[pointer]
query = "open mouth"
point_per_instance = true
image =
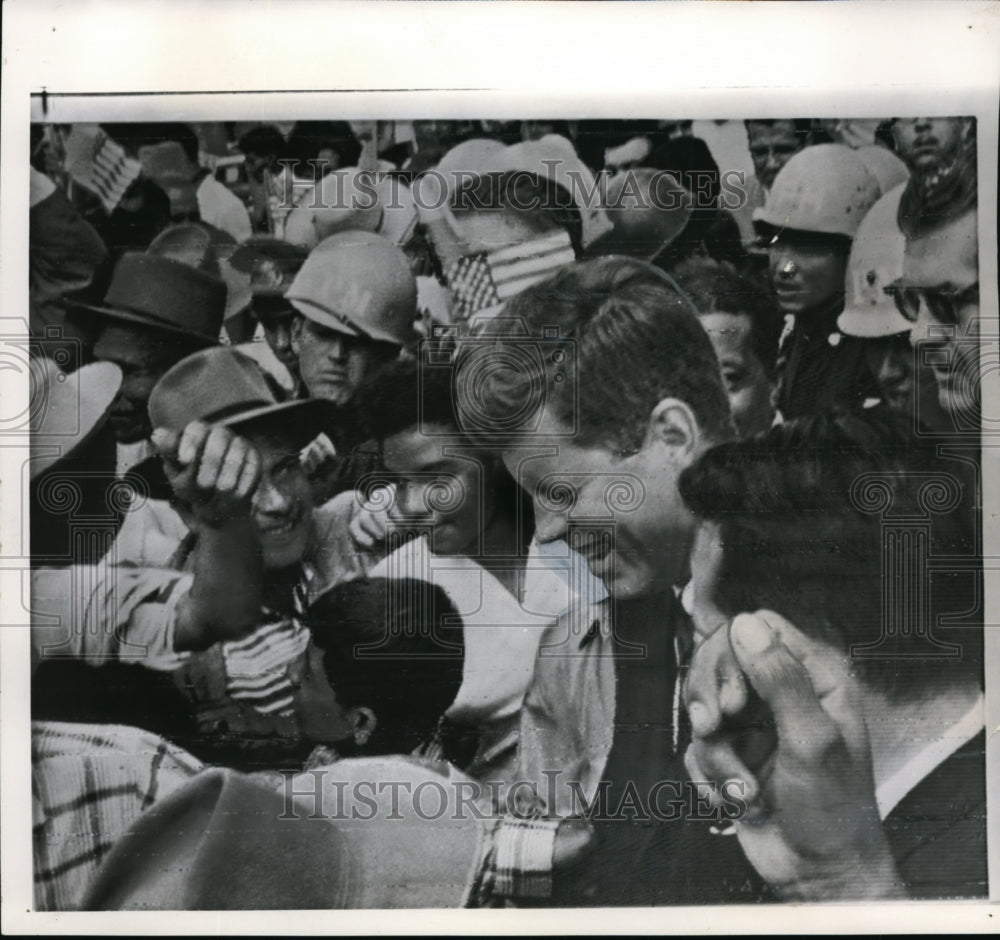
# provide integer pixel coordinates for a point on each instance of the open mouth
(282, 530)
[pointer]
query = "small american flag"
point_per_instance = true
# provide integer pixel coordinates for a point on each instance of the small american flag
(99, 164)
(489, 278)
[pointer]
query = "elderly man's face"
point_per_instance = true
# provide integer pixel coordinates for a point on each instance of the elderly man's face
(624, 514)
(442, 491)
(135, 352)
(942, 272)
(927, 144)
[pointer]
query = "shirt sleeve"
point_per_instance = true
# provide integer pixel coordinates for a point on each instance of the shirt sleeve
(516, 862)
(99, 613)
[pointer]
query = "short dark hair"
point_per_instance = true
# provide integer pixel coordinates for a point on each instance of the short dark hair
(716, 287)
(162, 348)
(134, 136)
(802, 535)
(395, 646)
(539, 200)
(263, 140)
(308, 138)
(805, 128)
(629, 334)
(400, 395)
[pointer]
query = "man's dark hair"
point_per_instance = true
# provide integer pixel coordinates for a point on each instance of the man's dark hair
(401, 395)
(800, 513)
(539, 201)
(264, 140)
(395, 646)
(715, 287)
(600, 343)
(308, 138)
(806, 131)
(162, 349)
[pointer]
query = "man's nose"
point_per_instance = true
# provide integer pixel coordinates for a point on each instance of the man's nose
(783, 266)
(270, 500)
(337, 348)
(891, 367)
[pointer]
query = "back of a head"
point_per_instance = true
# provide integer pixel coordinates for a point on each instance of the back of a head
(804, 510)
(402, 395)
(396, 647)
(598, 345)
(263, 141)
(308, 138)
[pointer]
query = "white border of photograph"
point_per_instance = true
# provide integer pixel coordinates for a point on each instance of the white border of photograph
(246, 60)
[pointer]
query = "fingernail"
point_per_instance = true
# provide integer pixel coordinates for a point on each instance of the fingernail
(699, 717)
(751, 633)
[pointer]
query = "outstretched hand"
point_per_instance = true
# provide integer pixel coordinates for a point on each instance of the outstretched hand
(213, 471)
(812, 828)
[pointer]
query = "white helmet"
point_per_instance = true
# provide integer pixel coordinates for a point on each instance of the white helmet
(825, 189)
(876, 260)
(884, 165)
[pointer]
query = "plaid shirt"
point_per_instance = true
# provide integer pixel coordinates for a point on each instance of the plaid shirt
(89, 783)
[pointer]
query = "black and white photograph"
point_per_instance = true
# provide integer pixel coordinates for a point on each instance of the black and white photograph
(465, 502)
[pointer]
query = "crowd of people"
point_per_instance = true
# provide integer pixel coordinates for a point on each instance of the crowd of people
(506, 513)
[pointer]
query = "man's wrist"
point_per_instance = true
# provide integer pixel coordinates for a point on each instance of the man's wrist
(863, 878)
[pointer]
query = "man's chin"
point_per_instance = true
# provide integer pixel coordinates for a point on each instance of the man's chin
(129, 433)
(963, 407)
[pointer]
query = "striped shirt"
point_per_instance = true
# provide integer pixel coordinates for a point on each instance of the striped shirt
(257, 665)
(487, 279)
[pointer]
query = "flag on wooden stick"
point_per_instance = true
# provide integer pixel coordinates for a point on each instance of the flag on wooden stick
(99, 163)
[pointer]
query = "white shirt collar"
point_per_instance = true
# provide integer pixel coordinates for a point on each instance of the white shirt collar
(891, 790)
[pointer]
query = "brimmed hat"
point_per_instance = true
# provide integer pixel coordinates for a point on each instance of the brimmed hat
(648, 208)
(166, 295)
(208, 249)
(875, 262)
(227, 388)
(360, 284)
(67, 408)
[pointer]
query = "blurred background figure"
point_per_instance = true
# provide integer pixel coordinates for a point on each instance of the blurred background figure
(271, 265)
(741, 318)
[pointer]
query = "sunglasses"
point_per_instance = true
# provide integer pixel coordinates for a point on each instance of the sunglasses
(943, 303)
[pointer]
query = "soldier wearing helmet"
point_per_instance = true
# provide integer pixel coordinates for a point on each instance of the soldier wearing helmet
(355, 303)
(876, 261)
(812, 214)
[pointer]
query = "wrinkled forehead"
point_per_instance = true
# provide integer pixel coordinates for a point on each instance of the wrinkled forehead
(272, 445)
(944, 257)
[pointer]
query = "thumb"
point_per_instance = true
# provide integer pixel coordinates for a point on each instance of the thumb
(165, 441)
(780, 680)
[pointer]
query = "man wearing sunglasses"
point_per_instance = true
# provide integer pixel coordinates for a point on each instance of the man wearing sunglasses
(939, 294)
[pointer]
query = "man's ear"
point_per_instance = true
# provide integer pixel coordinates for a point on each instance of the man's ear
(298, 324)
(672, 423)
(364, 723)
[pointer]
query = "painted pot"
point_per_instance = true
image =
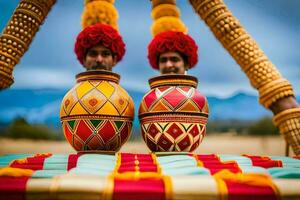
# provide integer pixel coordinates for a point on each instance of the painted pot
(97, 113)
(173, 114)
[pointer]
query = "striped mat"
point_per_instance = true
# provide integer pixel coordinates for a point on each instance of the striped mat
(148, 176)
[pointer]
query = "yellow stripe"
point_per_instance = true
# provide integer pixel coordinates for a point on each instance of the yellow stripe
(168, 187)
(15, 172)
(109, 188)
(222, 188)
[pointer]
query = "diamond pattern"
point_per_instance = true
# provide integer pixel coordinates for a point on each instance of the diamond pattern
(164, 143)
(106, 89)
(69, 101)
(174, 98)
(94, 143)
(83, 88)
(194, 131)
(153, 130)
(83, 131)
(93, 114)
(174, 131)
(107, 132)
(184, 143)
(93, 101)
(177, 136)
(199, 99)
(150, 98)
(97, 134)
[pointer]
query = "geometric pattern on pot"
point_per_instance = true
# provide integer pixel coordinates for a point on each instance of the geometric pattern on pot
(97, 97)
(97, 113)
(173, 136)
(174, 99)
(173, 132)
(97, 134)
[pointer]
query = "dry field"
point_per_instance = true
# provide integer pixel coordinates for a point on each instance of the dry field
(220, 144)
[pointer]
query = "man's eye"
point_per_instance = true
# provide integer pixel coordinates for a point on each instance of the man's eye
(162, 60)
(92, 53)
(106, 53)
(174, 59)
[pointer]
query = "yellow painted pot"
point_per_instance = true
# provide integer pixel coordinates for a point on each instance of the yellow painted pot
(97, 113)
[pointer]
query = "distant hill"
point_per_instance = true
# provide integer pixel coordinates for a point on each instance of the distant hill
(43, 105)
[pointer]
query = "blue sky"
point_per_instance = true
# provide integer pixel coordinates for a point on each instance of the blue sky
(51, 63)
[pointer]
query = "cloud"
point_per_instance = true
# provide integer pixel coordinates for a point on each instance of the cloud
(50, 61)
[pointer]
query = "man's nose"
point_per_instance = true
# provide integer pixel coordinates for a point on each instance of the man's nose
(99, 58)
(169, 63)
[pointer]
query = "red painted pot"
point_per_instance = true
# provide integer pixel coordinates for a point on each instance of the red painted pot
(173, 114)
(97, 113)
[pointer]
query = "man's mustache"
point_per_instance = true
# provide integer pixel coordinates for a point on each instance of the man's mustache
(99, 65)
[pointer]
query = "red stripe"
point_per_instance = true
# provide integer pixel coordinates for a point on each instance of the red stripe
(264, 161)
(33, 163)
(144, 189)
(72, 161)
(213, 163)
(237, 191)
(12, 188)
(137, 162)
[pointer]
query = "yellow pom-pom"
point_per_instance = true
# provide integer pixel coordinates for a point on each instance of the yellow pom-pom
(89, 1)
(158, 2)
(168, 24)
(163, 10)
(100, 12)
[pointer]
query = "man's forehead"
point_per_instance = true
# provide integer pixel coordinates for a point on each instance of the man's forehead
(99, 47)
(170, 54)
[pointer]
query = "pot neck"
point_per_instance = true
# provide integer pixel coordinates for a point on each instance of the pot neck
(173, 80)
(98, 75)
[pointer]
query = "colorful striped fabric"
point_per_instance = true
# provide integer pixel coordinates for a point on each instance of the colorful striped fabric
(148, 176)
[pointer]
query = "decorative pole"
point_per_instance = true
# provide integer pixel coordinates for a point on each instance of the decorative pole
(18, 34)
(99, 11)
(275, 92)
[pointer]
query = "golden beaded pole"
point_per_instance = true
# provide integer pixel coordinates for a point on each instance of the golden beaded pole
(274, 91)
(18, 34)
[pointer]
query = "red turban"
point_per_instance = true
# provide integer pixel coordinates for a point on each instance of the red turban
(99, 34)
(173, 41)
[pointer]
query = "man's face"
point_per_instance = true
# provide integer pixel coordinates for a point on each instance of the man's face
(171, 63)
(99, 57)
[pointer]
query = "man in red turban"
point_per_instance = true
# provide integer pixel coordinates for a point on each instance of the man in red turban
(172, 52)
(99, 46)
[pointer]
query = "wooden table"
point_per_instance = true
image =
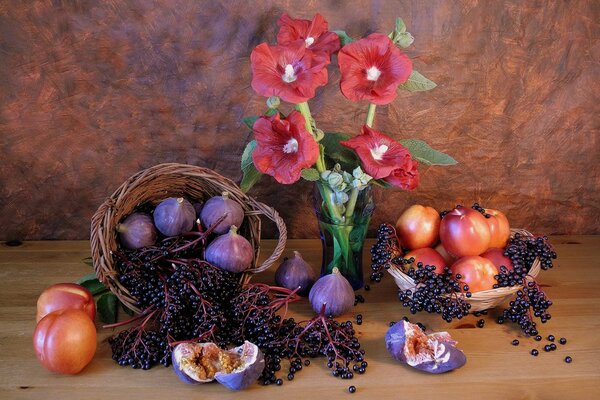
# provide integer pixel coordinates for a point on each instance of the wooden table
(495, 369)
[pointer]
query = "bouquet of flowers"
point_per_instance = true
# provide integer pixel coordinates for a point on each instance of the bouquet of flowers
(288, 144)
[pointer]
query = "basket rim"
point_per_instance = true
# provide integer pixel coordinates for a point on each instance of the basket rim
(491, 297)
(103, 236)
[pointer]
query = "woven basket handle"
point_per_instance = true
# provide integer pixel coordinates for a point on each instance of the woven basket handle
(269, 212)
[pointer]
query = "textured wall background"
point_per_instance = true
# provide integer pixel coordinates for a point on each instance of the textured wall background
(91, 92)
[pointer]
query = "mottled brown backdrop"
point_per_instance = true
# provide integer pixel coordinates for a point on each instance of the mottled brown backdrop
(91, 92)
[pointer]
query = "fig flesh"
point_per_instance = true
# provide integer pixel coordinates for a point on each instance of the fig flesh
(434, 353)
(235, 369)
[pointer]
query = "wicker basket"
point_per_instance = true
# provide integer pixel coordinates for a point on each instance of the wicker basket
(173, 180)
(479, 300)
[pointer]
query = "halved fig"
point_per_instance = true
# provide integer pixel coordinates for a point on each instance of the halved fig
(236, 368)
(251, 364)
(435, 353)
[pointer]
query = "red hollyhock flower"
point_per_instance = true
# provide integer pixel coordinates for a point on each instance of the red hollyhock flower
(315, 33)
(372, 68)
(284, 147)
(291, 72)
(380, 154)
(406, 177)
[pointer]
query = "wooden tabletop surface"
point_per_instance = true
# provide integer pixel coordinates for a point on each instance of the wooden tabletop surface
(495, 369)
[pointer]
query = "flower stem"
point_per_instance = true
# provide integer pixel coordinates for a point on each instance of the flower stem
(351, 204)
(370, 115)
(305, 111)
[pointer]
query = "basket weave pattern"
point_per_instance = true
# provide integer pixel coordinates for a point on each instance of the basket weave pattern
(479, 300)
(157, 183)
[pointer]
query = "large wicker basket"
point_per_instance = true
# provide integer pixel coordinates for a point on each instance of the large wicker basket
(480, 300)
(173, 180)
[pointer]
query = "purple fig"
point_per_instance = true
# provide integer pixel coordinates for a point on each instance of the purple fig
(294, 273)
(137, 231)
(434, 353)
(174, 216)
(231, 252)
(252, 365)
(236, 369)
(333, 292)
(218, 206)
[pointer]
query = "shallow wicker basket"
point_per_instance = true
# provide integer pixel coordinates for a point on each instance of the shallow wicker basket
(173, 180)
(480, 300)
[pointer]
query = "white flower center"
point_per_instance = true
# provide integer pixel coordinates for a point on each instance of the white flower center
(291, 146)
(378, 151)
(373, 74)
(289, 75)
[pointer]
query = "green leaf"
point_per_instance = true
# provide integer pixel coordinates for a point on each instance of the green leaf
(417, 83)
(249, 121)
(425, 154)
(310, 174)
(94, 286)
(344, 38)
(404, 39)
(250, 173)
(107, 308)
(400, 25)
(338, 153)
(381, 182)
(86, 278)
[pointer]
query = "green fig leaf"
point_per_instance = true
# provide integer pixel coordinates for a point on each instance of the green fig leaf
(424, 154)
(249, 171)
(310, 174)
(94, 286)
(417, 83)
(344, 38)
(107, 308)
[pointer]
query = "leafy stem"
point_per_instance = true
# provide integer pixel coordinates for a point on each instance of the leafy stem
(370, 115)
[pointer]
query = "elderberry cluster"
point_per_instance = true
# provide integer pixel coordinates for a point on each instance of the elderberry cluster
(140, 348)
(435, 293)
(527, 299)
(384, 251)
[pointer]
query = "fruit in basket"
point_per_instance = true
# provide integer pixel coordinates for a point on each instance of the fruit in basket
(464, 232)
(418, 227)
(137, 231)
(477, 272)
(235, 369)
(65, 341)
(174, 216)
(497, 257)
(334, 292)
(427, 256)
(499, 227)
(295, 273)
(62, 296)
(218, 206)
(448, 258)
(231, 252)
(434, 353)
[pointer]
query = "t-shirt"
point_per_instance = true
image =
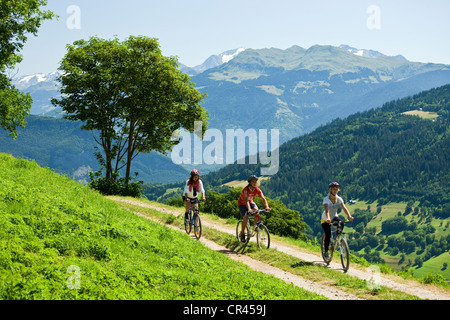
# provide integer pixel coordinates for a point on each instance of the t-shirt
(249, 195)
(332, 208)
(193, 192)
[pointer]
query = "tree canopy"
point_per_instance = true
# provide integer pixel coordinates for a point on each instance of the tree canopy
(131, 96)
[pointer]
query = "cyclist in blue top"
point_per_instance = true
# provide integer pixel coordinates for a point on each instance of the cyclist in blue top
(331, 204)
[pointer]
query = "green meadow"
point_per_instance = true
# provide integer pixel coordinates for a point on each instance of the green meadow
(60, 240)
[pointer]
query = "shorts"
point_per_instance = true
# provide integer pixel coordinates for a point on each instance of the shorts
(243, 209)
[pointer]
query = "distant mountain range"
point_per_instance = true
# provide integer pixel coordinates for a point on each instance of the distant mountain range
(294, 90)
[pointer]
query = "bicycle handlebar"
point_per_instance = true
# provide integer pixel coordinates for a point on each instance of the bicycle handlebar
(259, 211)
(196, 200)
(336, 223)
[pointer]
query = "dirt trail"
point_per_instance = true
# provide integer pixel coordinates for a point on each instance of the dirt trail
(396, 283)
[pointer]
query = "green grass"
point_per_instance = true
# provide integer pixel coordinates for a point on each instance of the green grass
(307, 270)
(60, 240)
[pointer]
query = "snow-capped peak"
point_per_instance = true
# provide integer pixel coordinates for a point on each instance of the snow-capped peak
(229, 55)
(30, 80)
(362, 52)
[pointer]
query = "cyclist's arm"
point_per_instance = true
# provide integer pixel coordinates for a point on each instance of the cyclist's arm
(265, 202)
(347, 212)
(202, 191)
(325, 206)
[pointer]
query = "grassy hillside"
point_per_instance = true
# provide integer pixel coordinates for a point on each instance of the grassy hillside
(60, 240)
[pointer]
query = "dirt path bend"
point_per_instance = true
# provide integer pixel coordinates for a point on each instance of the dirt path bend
(396, 283)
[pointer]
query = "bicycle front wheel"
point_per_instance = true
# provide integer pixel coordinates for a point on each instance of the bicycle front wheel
(198, 227)
(345, 254)
(263, 237)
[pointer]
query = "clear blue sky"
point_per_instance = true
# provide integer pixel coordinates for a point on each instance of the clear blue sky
(195, 29)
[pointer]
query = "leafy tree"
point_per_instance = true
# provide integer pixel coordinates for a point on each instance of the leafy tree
(130, 94)
(18, 18)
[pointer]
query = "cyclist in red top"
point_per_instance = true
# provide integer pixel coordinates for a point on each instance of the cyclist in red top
(246, 204)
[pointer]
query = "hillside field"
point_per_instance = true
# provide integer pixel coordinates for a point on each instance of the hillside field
(60, 240)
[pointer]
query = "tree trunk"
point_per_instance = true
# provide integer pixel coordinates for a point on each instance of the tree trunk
(129, 153)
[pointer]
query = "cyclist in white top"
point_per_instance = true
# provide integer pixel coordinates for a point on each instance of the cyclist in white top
(331, 204)
(193, 187)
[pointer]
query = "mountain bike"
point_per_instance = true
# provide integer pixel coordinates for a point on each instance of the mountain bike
(194, 220)
(261, 231)
(337, 238)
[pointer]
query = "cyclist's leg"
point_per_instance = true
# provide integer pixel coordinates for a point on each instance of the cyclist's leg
(327, 230)
(340, 221)
(245, 216)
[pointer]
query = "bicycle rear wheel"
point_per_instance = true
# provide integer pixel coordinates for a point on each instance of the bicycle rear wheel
(197, 227)
(247, 231)
(263, 237)
(345, 254)
(330, 250)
*-*-*
**WHAT IS ASKED:** Locate each line of the data above that contains the word "golden" and copy every such line in full.

**OUTPUT:**
query = "golden beaded pole"
# provide integer pixel coordinates for a point on each instance of the golden beaded pole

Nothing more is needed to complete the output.